* **Written task**
Give back the line where "Rules: pick out each instance of the white baseboard" appears and all the lines after it until the listing ends, unchanged and with nothing else.

* **Dataset records**
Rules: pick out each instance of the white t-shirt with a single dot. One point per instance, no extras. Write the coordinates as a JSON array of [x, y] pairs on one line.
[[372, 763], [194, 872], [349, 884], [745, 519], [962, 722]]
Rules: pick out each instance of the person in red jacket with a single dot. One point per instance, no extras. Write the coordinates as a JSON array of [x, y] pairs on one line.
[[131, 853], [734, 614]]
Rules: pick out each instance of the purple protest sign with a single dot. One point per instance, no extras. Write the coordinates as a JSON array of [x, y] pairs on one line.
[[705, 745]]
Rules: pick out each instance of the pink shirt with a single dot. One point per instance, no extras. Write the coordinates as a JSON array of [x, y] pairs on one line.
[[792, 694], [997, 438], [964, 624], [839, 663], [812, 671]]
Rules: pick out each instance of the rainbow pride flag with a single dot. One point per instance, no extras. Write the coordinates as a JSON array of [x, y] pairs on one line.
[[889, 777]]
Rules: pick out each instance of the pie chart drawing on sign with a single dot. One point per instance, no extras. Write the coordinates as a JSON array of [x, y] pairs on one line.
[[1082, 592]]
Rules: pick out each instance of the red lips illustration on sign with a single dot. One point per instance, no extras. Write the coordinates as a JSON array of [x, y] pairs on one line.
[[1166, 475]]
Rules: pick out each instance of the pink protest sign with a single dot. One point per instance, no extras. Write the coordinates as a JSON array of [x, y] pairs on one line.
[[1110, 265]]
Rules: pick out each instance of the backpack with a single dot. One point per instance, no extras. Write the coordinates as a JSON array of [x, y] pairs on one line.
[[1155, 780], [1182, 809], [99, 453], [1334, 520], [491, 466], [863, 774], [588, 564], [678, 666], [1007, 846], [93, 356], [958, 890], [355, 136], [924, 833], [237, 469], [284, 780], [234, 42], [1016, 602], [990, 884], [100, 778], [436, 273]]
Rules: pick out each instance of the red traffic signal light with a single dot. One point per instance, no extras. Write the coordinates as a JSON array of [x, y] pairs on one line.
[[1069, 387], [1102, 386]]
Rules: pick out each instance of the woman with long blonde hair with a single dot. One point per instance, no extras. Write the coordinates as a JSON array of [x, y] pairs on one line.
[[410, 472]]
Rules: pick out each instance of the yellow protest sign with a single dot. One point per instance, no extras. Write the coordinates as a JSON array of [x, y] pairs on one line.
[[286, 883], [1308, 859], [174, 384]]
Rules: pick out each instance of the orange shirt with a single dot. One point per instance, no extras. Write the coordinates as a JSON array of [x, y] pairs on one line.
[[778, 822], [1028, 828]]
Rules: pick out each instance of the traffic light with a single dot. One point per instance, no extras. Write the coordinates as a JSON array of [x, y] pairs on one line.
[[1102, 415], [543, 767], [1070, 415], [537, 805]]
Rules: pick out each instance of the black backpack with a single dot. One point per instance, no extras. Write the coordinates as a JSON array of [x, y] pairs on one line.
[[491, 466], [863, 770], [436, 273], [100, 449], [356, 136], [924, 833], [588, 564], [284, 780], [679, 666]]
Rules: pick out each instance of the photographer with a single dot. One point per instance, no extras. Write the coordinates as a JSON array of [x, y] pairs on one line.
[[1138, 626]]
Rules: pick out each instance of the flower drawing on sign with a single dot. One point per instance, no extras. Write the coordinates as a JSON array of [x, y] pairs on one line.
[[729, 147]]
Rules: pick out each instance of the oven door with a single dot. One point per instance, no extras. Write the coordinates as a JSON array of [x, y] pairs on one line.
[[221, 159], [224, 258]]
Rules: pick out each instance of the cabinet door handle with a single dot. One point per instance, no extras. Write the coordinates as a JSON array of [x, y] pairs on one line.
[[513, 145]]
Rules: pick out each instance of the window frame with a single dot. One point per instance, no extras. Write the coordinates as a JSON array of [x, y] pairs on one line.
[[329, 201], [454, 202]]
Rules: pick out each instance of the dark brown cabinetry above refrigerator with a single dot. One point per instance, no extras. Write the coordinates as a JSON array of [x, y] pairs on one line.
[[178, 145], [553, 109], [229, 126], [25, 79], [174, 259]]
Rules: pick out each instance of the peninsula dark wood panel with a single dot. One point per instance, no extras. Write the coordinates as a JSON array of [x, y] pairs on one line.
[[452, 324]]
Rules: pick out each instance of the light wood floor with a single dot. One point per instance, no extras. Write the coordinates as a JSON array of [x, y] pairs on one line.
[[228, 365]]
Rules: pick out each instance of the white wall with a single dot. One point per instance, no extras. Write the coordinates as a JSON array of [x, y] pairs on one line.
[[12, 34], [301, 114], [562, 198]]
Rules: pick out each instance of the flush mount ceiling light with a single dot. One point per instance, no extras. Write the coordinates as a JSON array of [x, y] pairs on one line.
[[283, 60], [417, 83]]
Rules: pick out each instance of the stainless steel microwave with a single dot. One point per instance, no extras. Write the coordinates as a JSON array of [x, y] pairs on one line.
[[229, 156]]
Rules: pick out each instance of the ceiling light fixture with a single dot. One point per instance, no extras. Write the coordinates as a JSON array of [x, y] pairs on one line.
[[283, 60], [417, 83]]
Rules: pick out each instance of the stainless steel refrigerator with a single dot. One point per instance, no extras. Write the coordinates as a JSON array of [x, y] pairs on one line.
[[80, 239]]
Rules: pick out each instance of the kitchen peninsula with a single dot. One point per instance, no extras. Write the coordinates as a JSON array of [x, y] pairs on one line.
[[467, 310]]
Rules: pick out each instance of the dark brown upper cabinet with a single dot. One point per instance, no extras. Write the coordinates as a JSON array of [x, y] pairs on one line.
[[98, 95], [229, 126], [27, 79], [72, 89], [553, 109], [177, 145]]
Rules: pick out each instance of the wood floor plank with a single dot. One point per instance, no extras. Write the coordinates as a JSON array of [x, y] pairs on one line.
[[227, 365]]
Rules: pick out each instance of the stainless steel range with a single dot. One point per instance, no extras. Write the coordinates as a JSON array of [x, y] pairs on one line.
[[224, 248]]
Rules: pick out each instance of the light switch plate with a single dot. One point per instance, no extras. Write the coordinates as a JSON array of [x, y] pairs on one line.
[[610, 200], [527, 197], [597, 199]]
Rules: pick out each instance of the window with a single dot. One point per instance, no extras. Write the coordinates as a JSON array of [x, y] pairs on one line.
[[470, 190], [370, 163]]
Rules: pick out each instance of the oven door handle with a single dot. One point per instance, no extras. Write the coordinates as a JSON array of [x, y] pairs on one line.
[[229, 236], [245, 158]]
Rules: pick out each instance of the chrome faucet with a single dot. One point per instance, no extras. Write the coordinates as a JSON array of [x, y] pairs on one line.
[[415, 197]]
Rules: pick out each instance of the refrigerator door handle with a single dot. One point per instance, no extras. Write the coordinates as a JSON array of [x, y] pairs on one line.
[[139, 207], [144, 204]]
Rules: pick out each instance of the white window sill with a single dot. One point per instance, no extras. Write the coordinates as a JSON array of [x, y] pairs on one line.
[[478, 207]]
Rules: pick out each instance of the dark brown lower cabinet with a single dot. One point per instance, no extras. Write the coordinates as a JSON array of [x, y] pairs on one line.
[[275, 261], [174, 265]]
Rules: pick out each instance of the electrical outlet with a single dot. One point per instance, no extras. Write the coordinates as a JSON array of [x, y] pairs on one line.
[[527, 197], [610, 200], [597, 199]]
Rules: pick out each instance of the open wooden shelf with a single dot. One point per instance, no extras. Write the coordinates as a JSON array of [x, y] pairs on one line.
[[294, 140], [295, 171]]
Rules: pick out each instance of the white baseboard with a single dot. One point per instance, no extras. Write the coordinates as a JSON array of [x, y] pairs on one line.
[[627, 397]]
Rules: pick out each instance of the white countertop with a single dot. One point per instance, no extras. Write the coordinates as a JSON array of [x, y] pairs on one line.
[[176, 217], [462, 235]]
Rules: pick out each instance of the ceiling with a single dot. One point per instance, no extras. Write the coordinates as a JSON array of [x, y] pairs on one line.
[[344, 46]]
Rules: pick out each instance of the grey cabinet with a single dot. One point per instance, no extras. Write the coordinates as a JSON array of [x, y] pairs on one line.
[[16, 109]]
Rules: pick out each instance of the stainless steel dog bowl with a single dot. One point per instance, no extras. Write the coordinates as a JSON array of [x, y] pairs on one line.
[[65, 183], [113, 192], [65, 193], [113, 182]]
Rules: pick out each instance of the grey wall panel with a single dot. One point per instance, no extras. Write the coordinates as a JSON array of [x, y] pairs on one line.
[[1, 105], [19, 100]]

* **Reply**
Rules: pick out each instance of the white baseboard with a single dot. One point per instance, no extras. Write the coordinates as a JSON array of [x, y] pairs on one line.
[[627, 397]]
Rules: pick out each instance of the white countertop with a single dot. One point per instance, no extras. Write the coordinates as a JSON array of [x, y] pairs on one line.
[[176, 217], [462, 235]]
Rules: pick out each instance of the ceiling with a single dot. One point per instance, no extras. Write the coordinates as a JSON array of [x, y] pairs on one line.
[[344, 46]]
Rules: pick out each instance of the grey cabinet with a single dot. One point per instance, no extras. Write the coordinates as a JSON array of [x, y] pairs on one line.
[[16, 109]]
Rules: pick out each instance of the stainless steel dog bowl with a single dot. One point per instance, no extras. Write the coordinates as a JSON array of [x, y] pairs on one line.
[[65, 183], [113, 192], [65, 193], [113, 182]]
Rules: pick out each instance of the grey wall panel with a single dot. One point per instance, no extras. Write the coordinates as a JSON array of [x, y] pairs on one line.
[[1, 105], [19, 100]]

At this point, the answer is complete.